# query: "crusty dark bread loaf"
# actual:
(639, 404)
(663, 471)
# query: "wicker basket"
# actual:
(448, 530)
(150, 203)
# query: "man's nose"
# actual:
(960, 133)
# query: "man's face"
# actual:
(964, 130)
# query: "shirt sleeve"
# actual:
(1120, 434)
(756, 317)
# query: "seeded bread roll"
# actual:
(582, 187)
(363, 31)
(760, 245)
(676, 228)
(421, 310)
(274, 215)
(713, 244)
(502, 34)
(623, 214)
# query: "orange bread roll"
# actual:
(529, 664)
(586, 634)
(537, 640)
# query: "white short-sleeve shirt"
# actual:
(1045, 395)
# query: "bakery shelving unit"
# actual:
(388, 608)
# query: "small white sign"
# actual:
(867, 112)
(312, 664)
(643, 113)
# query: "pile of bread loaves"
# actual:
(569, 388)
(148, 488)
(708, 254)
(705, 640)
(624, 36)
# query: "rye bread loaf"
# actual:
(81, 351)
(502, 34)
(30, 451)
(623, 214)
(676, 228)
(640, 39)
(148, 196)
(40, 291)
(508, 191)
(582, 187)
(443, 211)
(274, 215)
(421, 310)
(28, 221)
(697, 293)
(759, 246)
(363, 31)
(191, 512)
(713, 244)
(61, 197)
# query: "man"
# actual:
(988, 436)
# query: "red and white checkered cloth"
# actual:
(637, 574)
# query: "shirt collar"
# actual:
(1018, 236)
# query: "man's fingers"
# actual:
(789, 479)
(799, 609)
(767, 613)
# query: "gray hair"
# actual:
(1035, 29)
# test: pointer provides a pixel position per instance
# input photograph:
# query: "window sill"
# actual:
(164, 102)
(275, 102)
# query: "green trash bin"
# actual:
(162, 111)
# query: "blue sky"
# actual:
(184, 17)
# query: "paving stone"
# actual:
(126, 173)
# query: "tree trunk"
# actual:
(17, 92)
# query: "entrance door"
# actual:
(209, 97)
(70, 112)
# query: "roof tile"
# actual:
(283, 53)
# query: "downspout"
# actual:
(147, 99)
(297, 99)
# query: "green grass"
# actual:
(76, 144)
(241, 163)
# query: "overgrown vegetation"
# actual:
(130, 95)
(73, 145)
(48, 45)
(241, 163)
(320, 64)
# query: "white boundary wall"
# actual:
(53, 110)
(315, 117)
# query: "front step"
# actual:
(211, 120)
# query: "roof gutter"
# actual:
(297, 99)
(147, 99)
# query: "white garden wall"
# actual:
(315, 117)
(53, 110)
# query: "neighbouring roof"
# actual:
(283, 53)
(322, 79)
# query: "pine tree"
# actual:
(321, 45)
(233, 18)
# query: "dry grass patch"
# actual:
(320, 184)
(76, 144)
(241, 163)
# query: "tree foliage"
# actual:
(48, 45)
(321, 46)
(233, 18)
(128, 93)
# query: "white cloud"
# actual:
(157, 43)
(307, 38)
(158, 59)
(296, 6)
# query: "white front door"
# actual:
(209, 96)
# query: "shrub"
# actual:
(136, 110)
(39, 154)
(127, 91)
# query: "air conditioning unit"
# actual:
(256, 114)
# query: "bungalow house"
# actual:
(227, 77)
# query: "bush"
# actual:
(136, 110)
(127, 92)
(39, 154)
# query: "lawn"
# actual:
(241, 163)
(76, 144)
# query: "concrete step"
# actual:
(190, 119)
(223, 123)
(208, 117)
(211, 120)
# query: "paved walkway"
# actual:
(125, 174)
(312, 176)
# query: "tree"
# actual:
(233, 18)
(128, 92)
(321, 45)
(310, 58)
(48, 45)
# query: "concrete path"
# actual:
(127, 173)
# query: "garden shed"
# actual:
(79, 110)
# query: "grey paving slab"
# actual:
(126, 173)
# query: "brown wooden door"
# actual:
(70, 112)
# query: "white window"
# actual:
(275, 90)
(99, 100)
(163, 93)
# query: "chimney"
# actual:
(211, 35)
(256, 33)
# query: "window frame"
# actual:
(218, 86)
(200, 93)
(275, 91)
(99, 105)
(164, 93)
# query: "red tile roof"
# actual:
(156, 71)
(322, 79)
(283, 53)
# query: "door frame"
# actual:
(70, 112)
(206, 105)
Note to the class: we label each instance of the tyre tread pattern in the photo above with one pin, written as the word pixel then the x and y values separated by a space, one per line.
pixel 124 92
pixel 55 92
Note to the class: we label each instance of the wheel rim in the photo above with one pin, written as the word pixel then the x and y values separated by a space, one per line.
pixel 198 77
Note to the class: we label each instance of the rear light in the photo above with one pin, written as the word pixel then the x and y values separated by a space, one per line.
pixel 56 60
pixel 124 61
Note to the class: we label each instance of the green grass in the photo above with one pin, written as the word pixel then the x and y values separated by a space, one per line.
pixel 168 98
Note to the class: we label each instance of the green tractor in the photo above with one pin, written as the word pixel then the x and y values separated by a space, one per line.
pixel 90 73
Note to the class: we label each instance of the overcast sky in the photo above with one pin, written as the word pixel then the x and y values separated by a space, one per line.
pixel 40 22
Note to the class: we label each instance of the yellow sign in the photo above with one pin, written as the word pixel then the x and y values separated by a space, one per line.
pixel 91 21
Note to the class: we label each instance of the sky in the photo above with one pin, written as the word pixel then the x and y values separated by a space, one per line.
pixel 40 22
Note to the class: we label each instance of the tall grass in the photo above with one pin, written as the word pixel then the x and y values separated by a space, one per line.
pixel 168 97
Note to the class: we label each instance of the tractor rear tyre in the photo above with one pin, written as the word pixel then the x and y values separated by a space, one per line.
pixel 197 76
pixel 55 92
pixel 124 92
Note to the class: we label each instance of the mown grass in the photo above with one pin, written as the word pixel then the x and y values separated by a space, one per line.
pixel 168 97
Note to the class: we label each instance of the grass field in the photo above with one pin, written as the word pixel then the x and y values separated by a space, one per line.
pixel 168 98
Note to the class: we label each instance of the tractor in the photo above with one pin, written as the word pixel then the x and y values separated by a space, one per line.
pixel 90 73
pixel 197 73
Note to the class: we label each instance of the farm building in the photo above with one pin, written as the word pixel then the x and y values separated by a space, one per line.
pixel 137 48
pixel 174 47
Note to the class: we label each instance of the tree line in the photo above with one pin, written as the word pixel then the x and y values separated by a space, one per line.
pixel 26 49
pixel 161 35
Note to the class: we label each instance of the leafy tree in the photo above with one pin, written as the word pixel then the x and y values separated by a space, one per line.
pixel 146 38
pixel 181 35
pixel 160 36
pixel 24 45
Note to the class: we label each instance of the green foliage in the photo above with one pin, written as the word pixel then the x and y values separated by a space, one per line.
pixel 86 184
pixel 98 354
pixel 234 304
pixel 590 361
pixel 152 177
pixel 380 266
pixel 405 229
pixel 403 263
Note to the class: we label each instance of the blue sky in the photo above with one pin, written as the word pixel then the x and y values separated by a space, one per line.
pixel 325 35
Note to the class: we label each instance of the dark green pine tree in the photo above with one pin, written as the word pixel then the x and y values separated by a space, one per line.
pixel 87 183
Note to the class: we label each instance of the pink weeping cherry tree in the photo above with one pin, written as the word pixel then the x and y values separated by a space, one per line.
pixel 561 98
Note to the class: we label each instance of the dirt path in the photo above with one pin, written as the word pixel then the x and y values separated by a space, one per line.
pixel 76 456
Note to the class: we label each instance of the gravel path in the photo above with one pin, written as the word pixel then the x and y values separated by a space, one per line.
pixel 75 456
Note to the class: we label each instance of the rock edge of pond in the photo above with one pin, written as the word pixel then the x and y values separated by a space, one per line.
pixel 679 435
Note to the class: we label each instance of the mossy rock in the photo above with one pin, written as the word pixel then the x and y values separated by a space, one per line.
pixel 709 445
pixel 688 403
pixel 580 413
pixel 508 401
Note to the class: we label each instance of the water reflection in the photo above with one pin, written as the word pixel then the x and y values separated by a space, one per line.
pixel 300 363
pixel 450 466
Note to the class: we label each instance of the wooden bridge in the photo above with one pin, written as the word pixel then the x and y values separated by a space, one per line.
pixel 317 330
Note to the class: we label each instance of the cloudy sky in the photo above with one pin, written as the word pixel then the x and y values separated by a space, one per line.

————————

### YOUR GOAL
Rewrite the entries starting with the line that contains "Note to the class: we label each instance of the dirt" and going on through the line that contains "pixel 508 401", replacing "pin" with "marker" and leaving everything else unchanged. Give only those lines.

### SOLUTION FOR THIS EXERCISE
Note to the class: we label each instance of the dirt path in the photo above with one marker, written as the word pixel then the x and y values separated by a space, one per line.
pixel 76 456
Note to the class: we label each instance of the gravel path in the photo above with one marker, written as the word pixel then the x and y values separated by a space, one per line.
pixel 75 456
Note to the class: we label each instance of the rock edge of pond in the photo above with one marker, written as the word pixel then the x and y values separated by a space, one per line.
pixel 679 435
Note to the class: we label each instance of the mossy rock in the photo above with one marker, written as the word pixel then the x and y values separated by a space, one per line.
pixel 709 445
pixel 688 403
pixel 580 413
pixel 508 401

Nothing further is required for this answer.